> **WHAT YOU ARE ASKED TO DO**: Pull each line containing "negative" out of the data and copy it.

━━━━━ EXTRACTED DATA

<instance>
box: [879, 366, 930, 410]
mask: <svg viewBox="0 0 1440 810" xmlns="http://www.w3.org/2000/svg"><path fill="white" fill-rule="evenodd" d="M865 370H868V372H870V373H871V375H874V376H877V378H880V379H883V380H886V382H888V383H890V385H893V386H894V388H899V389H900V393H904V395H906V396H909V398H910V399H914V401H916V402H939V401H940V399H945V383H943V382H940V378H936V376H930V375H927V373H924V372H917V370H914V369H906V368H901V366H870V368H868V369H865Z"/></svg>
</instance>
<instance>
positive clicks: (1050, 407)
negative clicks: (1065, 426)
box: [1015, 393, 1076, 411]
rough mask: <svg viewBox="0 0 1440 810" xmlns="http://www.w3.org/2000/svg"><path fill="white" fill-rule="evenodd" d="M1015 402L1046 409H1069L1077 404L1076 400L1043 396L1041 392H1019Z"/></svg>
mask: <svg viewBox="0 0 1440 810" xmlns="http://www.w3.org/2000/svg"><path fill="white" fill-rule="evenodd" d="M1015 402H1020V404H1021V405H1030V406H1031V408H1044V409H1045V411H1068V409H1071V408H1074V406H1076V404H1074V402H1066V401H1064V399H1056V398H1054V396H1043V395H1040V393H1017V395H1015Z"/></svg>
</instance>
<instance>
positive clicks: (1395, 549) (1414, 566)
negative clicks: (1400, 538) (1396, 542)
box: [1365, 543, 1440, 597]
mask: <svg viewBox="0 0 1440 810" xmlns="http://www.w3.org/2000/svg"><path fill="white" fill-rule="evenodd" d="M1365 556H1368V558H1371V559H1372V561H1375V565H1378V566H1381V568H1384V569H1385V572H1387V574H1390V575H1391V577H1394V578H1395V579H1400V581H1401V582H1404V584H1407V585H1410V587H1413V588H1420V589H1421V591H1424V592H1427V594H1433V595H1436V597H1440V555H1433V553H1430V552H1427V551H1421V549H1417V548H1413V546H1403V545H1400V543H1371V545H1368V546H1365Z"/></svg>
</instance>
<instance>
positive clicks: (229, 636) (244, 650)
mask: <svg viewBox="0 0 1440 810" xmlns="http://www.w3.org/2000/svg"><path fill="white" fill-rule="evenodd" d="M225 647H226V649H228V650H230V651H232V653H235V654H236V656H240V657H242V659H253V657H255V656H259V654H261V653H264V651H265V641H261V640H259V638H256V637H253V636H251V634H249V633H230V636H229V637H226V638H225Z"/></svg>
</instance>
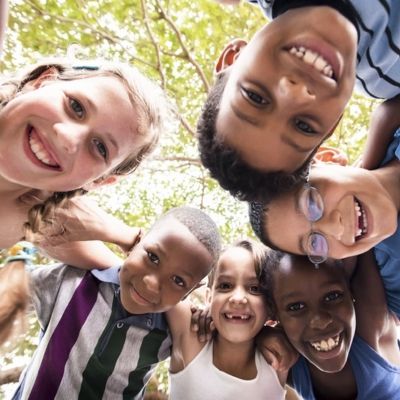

━━━━━━━━━━

> **RESPONSE BOX**:
negative clicks: (1065, 426)
negative clicks: (1400, 538) (1396, 542)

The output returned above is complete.